_Provided records:_

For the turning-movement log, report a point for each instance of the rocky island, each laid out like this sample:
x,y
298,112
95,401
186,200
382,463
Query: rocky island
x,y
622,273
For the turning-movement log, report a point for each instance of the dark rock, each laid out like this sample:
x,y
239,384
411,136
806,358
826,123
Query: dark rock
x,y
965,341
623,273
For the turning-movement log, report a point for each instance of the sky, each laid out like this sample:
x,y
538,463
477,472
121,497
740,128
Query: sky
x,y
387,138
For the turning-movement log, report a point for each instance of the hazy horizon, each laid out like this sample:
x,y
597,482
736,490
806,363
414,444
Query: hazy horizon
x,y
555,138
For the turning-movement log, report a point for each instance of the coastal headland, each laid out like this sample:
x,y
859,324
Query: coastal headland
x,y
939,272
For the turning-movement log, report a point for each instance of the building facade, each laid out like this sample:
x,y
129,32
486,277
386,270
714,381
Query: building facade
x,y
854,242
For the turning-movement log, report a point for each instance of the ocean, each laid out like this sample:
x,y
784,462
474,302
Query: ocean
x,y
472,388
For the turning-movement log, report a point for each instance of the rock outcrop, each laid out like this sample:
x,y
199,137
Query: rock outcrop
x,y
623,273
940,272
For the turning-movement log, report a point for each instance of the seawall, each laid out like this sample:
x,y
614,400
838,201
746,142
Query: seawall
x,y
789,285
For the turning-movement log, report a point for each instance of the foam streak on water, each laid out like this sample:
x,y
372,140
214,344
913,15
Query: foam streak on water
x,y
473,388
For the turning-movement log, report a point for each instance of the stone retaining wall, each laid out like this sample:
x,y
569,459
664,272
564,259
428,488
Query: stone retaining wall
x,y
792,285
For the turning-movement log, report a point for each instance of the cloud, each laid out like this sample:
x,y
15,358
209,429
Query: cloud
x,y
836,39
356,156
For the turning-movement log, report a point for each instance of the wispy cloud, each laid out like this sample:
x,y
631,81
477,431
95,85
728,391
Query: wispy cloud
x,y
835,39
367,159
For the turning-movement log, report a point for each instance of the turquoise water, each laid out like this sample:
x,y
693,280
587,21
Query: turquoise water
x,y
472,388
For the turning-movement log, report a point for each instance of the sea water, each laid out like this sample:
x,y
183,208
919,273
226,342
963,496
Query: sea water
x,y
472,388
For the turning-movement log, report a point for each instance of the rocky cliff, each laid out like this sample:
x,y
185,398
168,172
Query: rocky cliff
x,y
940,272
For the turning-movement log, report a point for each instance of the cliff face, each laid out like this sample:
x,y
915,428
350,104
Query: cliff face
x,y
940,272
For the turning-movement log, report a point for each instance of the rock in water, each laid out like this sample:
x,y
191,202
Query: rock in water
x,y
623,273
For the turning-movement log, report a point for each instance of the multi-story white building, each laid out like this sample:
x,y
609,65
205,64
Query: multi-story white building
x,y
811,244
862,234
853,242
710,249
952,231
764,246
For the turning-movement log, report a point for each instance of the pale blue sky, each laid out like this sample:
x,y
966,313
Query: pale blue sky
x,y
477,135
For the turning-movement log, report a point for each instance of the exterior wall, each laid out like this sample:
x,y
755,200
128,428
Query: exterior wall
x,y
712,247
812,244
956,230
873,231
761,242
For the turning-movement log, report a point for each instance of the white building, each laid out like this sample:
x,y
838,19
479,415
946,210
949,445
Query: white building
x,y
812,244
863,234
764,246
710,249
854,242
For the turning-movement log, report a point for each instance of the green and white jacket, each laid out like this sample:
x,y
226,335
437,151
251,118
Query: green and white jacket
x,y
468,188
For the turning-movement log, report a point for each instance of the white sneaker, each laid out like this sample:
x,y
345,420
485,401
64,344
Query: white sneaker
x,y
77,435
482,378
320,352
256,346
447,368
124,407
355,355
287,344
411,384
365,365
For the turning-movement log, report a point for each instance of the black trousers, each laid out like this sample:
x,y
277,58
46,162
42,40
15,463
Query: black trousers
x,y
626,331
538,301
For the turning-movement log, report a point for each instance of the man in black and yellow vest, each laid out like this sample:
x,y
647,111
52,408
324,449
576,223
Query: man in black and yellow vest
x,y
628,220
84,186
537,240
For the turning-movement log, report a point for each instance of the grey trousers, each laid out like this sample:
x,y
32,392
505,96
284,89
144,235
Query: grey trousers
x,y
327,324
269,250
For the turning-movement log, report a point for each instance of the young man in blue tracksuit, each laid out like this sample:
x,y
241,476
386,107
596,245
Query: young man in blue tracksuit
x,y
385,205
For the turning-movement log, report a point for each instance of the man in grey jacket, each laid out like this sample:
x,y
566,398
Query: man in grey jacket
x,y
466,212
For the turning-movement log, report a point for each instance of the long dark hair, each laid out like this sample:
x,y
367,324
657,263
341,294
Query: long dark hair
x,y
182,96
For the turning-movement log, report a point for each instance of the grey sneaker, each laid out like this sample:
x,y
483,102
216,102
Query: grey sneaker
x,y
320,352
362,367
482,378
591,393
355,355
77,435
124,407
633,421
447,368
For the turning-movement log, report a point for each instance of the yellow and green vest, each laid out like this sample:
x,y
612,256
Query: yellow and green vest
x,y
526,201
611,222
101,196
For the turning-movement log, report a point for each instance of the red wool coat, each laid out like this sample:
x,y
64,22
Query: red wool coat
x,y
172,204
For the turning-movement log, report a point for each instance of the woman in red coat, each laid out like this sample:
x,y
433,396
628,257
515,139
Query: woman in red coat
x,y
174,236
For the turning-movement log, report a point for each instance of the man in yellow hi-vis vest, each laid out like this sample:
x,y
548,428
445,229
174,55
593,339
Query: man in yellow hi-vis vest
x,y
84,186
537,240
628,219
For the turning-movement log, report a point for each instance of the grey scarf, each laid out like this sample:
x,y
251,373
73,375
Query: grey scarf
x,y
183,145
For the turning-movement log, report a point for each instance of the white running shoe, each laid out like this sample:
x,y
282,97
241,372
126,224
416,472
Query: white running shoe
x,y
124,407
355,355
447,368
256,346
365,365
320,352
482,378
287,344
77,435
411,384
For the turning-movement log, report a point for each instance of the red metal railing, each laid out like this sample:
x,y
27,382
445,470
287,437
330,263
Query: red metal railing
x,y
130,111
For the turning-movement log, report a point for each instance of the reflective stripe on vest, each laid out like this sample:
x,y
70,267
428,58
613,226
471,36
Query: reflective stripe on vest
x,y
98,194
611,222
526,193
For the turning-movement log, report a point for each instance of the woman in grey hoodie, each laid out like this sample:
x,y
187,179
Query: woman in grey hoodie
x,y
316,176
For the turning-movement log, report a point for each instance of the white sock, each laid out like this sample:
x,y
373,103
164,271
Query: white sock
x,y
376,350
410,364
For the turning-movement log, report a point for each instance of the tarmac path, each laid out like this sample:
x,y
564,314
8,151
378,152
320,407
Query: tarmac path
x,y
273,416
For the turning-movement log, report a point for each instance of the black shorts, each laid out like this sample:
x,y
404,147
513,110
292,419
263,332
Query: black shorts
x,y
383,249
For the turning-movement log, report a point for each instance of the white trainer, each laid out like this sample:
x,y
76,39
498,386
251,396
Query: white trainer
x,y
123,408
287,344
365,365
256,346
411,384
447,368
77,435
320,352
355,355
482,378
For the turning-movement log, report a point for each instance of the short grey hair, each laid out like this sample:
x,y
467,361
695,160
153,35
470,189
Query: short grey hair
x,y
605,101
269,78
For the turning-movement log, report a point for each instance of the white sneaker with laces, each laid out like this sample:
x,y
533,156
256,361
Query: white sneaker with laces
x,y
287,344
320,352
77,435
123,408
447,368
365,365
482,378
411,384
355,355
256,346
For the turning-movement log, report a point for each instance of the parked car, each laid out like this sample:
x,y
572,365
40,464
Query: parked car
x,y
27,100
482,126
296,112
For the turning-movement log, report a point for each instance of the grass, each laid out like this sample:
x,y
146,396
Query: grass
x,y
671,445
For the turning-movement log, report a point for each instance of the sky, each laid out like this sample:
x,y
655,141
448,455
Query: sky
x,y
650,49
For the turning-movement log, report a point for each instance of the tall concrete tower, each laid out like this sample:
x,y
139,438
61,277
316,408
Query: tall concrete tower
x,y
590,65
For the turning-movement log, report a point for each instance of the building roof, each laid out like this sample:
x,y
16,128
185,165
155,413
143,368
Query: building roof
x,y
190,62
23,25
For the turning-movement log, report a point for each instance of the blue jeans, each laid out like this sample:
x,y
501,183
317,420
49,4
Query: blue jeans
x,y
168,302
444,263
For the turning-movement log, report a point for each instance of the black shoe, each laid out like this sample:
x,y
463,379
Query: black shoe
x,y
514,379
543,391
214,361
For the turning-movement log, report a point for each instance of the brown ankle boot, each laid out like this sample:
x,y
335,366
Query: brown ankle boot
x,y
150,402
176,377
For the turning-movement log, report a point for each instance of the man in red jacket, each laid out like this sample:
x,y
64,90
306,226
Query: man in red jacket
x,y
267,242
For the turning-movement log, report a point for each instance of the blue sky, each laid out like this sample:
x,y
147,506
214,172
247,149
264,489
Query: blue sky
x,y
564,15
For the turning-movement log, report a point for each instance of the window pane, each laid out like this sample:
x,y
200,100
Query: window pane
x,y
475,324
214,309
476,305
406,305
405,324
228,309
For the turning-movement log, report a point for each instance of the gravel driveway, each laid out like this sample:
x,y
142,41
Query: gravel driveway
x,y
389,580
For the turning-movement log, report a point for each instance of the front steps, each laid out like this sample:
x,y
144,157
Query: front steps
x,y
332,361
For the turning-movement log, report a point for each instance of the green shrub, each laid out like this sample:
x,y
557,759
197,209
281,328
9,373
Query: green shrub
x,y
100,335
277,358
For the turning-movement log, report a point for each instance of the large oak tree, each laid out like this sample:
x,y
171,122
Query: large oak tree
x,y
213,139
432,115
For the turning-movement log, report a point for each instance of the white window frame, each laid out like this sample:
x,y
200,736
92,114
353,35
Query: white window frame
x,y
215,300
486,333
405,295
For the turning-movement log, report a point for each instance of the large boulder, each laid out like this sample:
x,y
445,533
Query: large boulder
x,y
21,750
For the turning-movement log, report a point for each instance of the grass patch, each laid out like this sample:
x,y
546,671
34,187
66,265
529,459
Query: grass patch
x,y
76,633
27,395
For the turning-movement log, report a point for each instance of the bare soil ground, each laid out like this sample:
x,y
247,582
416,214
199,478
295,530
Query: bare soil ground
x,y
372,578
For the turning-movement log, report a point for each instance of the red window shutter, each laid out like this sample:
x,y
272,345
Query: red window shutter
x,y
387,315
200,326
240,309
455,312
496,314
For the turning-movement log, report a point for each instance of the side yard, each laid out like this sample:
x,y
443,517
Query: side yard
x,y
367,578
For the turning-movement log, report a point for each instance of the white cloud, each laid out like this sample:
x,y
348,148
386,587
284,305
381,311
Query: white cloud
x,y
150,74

_Instructions to follow:_ Return the line that contains "green shrub, each" along with every line after it through the end of the entries, exactly, adding nothing.

_Exercise response:_
For the turning-movement log, report a point for each instance of the green shrub, each laid out like this sample:
x,y
557,759
197,209
281,328
9,373
Query: green shrub
x,y
100,335
277,358
For the turning-movement log, report a point for each instance of the large oak tree, each laid out like this sample:
x,y
171,122
Query: large oak tree
x,y
213,139
432,115
For the turning-movement log, report a point for each instance of the white window frame, each laid out like this sample:
x,y
200,736
92,114
353,35
Query: white window frame
x,y
215,300
486,333
405,295
For the turning-movement log, report a point for each instance of the large boulder, each laid out like this sample:
x,y
445,533
Query: large boulder
x,y
21,750
For the turning-movement log, report a point for each instance of the grass patch, each laid out like this sample:
x,y
546,671
34,187
66,265
529,459
Query: grass patch
x,y
76,633
27,395
For the turning-movement log, report a point for each instance of the bare soil ground, each laid out like this sample:
x,y
247,582
416,214
199,478
295,530
Query: bare soil ground
x,y
372,578
For the turning-movement log, report a point for each instance of the red window shutter, each laid out like this sample:
x,y
272,345
Query: red window shutter
x,y
387,315
200,326
240,309
455,312
496,314
For the turning-movement log, report a point for each instance of the side yard, each laid out like this sample:
x,y
443,517
Query: side yard
x,y
367,578
For the turning-movement log, report a point for each instance of the white cloud, each laid out like this sample:
x,y
348,148
386,587
284,305
381,311
Query: white cloud
x,y
150,74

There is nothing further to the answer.